# [RECORDS FOR THE EXERCISE]

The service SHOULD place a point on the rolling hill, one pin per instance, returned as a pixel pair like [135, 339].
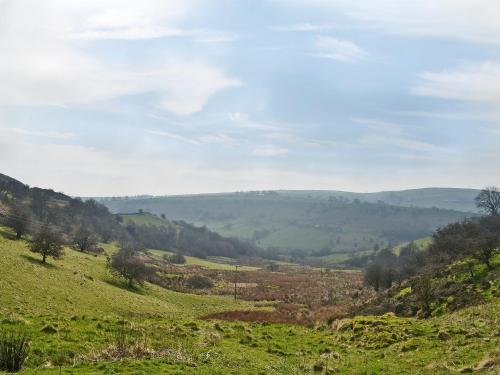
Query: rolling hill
[301, 221]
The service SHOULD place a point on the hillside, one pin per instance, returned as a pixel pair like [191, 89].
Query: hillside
[84, 223]
[81, 320]
[297, 220]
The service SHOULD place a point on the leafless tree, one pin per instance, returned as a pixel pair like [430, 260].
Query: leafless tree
[488, 200]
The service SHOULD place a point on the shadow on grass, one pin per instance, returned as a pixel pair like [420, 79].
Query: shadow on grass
[37, 261]
[123, 284]
[7, 234]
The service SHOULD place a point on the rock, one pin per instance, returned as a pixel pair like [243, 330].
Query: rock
[48, 329]
[442, 335]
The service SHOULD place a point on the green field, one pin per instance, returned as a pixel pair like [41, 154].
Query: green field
[304, 221]
[206, 263]
[81, 320]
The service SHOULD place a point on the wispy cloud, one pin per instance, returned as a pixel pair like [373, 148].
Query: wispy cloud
[270, 151]
[392, 134]
[309, 27]
[170, 135]
[474, 82]
[469, 20]
[41, 65]
[242, 120]
[384, 126]
[338, 49]
[34, 133]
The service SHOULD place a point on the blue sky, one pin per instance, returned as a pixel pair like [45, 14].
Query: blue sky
[168, 97]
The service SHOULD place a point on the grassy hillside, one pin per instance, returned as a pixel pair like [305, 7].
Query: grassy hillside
[82, 321]
[446, 198]
[80, 284]
[300, 221]
[212, 263]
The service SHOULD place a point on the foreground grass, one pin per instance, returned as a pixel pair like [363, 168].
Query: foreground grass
[80, 284]
[82, 321]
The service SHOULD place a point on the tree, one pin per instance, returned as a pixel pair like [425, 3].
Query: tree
[48, 243]
[85, 239]
[127, 264]
[488, 200]
[177, 258]
[485, 246]
[373, 276]
[18, 219]
[424, 294]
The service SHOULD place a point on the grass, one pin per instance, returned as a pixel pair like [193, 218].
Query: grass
[80, 283]
[307, 222]
[205, 263]
[421, 244]
[78, 317]
[144, 219]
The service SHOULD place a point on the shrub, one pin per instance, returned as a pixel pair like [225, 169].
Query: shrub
[14, 349]
[176, 258]
[199, 282]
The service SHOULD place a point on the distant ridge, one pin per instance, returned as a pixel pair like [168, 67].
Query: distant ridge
[459, 199]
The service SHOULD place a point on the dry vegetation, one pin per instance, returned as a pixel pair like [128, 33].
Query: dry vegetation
[301, 296]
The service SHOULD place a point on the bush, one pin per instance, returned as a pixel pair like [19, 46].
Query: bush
[199, 282]
[177, 259]
[14, 349]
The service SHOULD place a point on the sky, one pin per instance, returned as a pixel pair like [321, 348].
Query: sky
[122, 97]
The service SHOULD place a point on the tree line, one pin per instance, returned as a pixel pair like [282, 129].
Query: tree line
[475, 241]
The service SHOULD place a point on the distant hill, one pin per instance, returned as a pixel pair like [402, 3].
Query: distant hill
[314, 221]
[446, 198]
[34, 208]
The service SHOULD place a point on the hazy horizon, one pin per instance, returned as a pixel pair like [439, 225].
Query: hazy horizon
[182, 97]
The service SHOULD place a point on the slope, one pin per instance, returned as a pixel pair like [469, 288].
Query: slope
[293, 221]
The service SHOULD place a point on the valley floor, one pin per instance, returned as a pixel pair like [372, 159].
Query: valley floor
[83, 321]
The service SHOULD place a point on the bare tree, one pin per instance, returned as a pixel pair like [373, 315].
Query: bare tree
[488, 200]
[127, 264]
[48, 243]
[85, 239]
[18, 219]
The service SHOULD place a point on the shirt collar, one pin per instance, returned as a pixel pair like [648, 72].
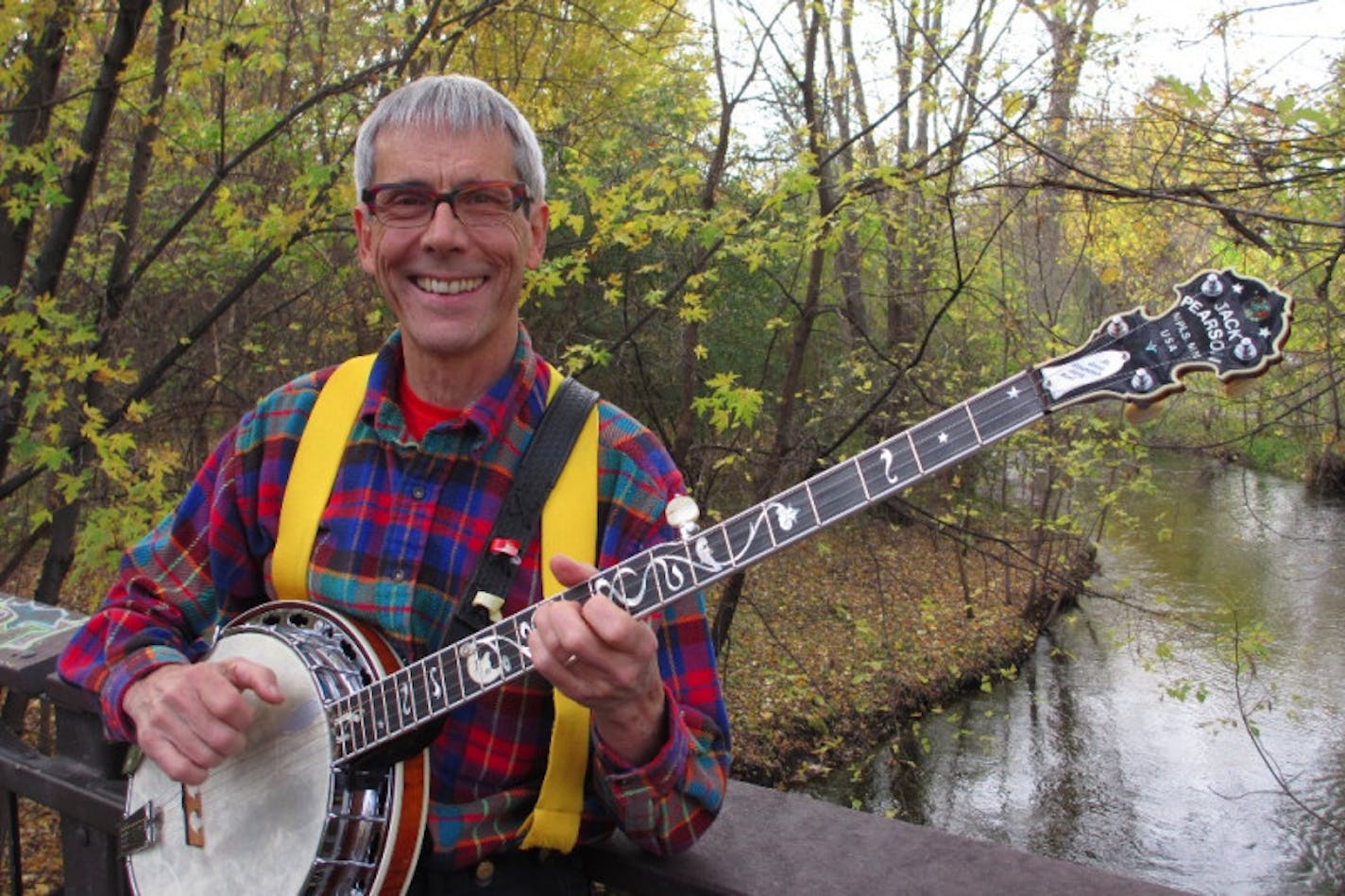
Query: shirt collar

# [TASK DESCRIPTION]
From the line containing "The service SHOULD place a point on the slope, one" through the last line of the records, both included, output those lines exactly and nothing else; skip the pictures.

# [EXERCISE ANSWER]
The service SHOULD place a point on the slope, one pin per instance, returned as a pixel pair like [469, 288].
Query: slope
[293, 221]
The service SHOULD place a point on the valley floor, one pin per instance, returned as a pixel pair like [372, 159].
Query: valley floor
[83, 321]
The service SHOULD place a point on the bare tree, one pin per instance, returned as a pixel pair like [373, 315].
Query: bare tree
[488, 200]
[127, 264]
[48, 243]
[85, 239]
[18, 219]
The service SHOULD place a point on the shirt collar, one pin per instance, returned as a pixel pair like [648, 72].
Query: shirt collar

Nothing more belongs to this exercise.